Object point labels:
■ ■ ■ ■ ■
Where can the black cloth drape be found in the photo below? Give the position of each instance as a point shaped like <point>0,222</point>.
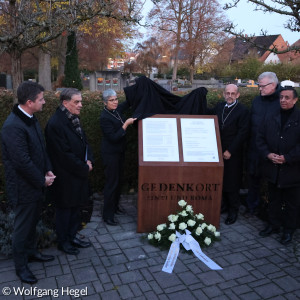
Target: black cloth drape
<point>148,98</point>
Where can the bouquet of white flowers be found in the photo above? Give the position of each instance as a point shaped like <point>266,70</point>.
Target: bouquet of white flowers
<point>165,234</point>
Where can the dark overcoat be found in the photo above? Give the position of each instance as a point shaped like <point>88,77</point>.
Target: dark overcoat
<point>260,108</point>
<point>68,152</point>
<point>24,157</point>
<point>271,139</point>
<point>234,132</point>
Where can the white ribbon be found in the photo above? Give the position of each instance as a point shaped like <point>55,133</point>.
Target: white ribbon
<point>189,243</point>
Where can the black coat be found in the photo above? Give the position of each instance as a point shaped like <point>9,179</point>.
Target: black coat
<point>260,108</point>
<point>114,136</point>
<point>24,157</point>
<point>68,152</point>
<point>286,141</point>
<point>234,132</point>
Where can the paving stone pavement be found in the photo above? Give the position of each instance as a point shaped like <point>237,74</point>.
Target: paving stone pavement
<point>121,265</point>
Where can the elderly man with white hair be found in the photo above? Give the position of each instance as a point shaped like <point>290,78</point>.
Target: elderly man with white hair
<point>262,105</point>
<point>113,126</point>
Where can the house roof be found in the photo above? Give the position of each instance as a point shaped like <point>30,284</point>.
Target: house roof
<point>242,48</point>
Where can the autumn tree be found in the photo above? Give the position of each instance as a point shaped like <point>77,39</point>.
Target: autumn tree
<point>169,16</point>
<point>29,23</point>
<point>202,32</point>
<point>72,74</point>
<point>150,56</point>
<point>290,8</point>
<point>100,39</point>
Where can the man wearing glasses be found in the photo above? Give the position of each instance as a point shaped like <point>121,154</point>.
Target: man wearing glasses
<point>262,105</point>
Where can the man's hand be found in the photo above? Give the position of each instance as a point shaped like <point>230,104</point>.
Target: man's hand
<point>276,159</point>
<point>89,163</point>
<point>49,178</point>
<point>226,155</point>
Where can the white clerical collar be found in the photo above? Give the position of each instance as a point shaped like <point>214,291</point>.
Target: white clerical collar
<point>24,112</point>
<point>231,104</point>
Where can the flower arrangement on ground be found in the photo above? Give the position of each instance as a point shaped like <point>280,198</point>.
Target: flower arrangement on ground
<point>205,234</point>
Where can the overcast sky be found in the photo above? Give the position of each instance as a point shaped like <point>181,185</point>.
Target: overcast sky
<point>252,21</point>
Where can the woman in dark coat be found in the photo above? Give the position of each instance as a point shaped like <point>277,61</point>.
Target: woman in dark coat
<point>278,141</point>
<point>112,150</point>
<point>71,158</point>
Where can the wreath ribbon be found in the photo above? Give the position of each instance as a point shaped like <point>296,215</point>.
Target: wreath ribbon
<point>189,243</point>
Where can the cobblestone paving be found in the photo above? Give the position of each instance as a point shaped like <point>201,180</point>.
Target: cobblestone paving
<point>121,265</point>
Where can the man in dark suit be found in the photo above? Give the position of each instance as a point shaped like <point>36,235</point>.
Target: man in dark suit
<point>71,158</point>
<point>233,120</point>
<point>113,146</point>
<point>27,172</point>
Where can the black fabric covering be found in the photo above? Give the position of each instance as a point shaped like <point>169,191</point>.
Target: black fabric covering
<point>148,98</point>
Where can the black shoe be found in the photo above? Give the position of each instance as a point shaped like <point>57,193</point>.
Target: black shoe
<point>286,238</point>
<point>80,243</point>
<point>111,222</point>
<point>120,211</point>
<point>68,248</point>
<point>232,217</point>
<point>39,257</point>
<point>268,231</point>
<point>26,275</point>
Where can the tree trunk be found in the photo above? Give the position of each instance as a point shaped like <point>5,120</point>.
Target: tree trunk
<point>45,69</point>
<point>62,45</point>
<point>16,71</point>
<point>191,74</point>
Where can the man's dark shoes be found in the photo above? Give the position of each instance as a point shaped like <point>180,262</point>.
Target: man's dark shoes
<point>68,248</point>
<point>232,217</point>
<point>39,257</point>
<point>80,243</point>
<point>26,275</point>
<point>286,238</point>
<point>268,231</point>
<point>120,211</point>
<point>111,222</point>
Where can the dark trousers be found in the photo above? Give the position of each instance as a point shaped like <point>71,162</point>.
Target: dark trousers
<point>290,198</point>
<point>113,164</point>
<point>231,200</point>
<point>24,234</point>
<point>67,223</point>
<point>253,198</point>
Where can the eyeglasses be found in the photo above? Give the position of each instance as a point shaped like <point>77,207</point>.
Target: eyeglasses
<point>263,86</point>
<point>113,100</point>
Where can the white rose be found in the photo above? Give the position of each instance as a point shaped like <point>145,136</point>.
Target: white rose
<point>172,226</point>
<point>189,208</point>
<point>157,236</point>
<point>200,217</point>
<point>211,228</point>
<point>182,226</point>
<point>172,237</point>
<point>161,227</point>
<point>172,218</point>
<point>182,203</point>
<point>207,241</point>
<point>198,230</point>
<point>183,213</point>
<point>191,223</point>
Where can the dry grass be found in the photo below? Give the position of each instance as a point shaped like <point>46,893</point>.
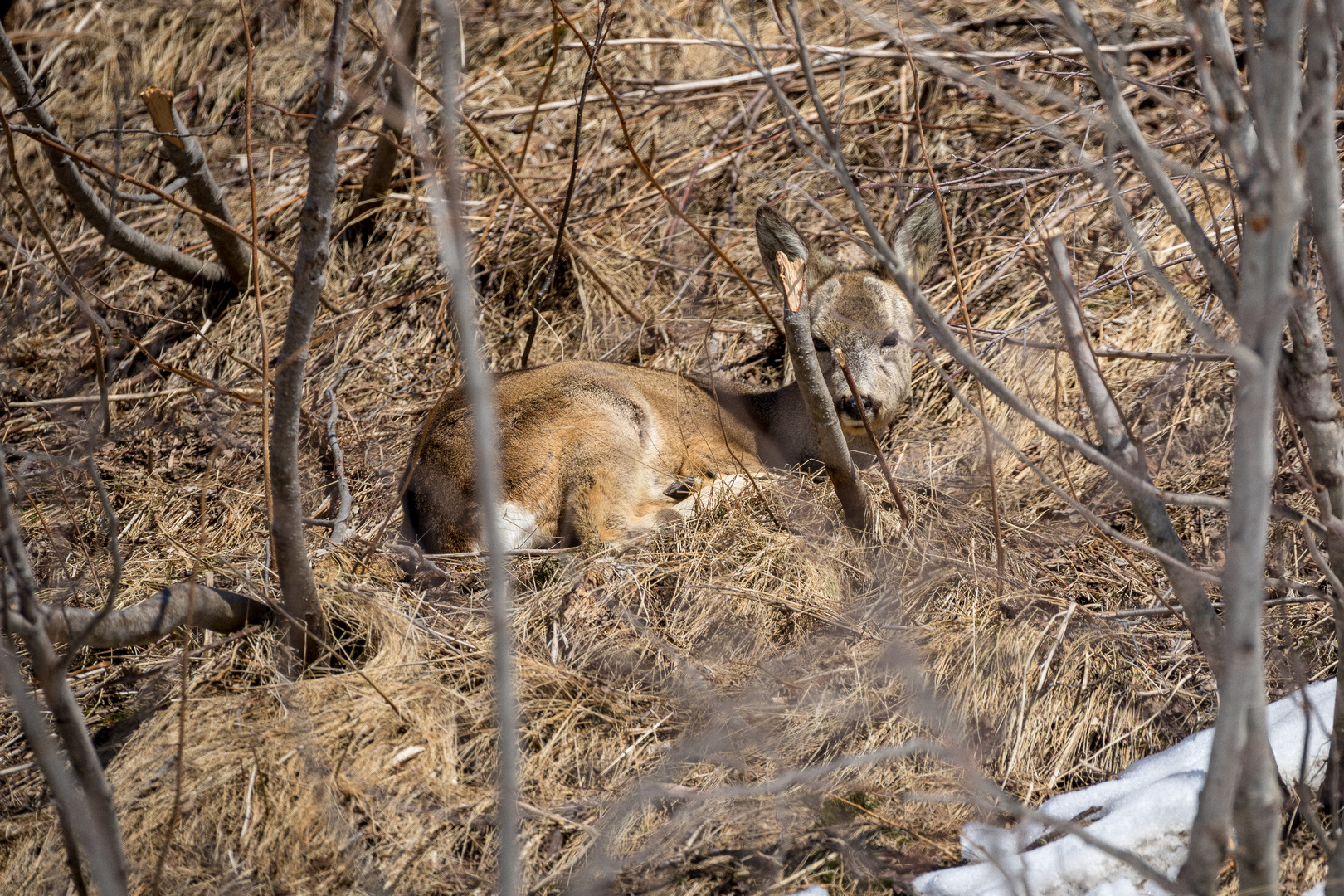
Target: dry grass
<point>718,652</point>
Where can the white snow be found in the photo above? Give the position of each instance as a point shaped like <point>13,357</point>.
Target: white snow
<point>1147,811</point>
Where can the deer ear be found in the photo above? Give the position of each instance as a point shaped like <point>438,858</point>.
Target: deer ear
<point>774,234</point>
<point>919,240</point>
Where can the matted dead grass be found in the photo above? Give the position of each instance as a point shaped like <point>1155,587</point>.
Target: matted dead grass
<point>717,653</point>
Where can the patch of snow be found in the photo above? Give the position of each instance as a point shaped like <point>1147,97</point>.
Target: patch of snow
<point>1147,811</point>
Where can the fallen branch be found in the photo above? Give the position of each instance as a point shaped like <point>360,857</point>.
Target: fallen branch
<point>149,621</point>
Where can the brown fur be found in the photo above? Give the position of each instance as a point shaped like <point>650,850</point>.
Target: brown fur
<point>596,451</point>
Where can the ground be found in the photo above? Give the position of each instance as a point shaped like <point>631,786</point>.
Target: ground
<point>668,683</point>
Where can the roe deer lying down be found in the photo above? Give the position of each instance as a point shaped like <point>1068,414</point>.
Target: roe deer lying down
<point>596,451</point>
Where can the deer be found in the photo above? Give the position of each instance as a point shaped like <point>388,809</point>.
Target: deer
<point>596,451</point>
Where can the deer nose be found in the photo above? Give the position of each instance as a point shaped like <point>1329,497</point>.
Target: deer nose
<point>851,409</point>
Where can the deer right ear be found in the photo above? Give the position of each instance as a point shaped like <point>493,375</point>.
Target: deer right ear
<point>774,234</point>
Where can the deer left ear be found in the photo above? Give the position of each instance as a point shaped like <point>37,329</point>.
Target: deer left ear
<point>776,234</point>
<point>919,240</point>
■ ■ ■ ■ ■
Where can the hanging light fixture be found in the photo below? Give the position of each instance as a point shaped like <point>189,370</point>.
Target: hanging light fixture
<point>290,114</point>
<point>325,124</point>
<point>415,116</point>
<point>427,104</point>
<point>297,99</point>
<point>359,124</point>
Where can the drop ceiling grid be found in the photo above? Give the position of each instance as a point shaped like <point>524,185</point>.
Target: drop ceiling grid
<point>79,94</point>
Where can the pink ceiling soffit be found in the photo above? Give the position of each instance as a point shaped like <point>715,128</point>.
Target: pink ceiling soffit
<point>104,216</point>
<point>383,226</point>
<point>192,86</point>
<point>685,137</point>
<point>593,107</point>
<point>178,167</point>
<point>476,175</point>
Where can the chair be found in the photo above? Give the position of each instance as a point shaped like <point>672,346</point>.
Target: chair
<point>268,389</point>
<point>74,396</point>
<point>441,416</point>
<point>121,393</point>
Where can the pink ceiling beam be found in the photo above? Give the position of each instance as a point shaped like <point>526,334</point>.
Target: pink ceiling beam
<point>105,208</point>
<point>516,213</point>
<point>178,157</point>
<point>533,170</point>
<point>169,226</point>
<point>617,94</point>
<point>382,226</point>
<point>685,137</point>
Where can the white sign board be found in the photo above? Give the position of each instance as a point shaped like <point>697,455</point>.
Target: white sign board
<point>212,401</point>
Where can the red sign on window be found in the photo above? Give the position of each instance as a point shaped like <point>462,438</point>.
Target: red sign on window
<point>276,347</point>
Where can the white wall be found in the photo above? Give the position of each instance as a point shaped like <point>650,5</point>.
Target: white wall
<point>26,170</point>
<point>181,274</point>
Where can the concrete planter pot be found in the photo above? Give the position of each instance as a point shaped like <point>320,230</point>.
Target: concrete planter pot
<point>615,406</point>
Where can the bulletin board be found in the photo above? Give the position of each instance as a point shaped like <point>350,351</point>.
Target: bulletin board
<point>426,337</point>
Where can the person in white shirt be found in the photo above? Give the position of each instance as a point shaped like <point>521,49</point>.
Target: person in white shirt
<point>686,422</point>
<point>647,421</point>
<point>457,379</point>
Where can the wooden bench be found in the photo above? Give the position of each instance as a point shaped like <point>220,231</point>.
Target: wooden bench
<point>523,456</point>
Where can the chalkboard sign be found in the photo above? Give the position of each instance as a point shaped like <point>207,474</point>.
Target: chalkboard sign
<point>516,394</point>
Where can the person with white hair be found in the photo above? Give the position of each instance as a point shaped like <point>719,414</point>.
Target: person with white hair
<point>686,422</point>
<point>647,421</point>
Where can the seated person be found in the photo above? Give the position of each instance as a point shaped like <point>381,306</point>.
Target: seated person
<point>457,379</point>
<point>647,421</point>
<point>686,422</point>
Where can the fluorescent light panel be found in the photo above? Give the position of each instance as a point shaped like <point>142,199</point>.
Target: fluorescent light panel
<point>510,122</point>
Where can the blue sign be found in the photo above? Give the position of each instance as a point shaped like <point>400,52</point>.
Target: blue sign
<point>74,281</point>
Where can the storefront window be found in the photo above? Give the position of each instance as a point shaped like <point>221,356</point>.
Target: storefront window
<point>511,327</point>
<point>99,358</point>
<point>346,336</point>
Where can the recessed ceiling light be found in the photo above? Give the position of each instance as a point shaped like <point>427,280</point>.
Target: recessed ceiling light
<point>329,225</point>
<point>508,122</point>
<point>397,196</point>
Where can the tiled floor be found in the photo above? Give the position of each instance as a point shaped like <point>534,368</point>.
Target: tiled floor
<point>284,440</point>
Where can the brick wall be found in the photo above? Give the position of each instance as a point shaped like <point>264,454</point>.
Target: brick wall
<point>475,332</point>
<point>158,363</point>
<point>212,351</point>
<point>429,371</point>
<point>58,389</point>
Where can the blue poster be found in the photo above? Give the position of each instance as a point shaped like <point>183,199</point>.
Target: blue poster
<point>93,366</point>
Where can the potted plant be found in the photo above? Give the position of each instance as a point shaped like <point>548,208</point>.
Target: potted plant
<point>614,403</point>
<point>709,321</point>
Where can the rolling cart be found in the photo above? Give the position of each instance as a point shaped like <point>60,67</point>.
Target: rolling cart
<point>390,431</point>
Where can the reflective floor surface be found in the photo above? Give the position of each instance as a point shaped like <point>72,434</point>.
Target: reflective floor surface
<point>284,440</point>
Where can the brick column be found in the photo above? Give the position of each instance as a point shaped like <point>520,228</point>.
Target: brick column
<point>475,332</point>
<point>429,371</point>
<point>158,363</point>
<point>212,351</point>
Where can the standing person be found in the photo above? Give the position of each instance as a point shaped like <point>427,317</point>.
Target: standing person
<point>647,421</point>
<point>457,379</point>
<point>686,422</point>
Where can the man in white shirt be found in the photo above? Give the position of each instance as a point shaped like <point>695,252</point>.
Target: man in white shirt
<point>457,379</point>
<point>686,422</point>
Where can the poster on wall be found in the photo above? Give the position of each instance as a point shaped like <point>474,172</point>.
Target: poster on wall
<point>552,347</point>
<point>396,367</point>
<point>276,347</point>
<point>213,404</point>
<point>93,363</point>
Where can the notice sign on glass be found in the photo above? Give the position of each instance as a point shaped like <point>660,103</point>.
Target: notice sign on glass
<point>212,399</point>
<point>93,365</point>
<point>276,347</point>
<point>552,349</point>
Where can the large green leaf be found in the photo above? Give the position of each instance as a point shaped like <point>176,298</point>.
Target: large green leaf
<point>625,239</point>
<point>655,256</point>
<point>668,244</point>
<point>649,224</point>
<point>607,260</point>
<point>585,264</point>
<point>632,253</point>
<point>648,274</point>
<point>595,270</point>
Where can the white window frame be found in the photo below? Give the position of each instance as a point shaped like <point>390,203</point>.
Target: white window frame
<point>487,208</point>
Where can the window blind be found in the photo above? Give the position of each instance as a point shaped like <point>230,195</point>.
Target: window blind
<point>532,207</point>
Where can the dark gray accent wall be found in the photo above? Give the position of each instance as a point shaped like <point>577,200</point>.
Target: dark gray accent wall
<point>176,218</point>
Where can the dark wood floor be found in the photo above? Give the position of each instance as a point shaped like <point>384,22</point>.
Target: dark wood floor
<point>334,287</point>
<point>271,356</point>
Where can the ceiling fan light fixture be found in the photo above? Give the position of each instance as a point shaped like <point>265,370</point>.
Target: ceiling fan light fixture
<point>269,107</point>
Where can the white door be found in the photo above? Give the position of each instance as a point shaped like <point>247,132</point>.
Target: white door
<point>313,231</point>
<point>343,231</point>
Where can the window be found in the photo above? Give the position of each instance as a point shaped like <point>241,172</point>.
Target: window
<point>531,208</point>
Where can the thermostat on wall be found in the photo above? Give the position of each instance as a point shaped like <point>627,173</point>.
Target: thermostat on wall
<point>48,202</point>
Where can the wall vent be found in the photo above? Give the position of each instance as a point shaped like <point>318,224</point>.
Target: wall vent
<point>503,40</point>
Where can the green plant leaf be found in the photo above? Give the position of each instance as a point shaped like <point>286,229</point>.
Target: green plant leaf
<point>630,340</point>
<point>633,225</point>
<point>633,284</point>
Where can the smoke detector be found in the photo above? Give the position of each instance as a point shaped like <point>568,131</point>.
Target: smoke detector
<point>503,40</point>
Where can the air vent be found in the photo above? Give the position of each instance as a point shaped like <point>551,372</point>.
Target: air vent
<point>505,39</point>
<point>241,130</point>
■ ■ ■ ■ ■
**Task statement**
Count the lines in the rows above that contain the string "tree", treating case as significant, and give only the number.

**Answer to the task**
4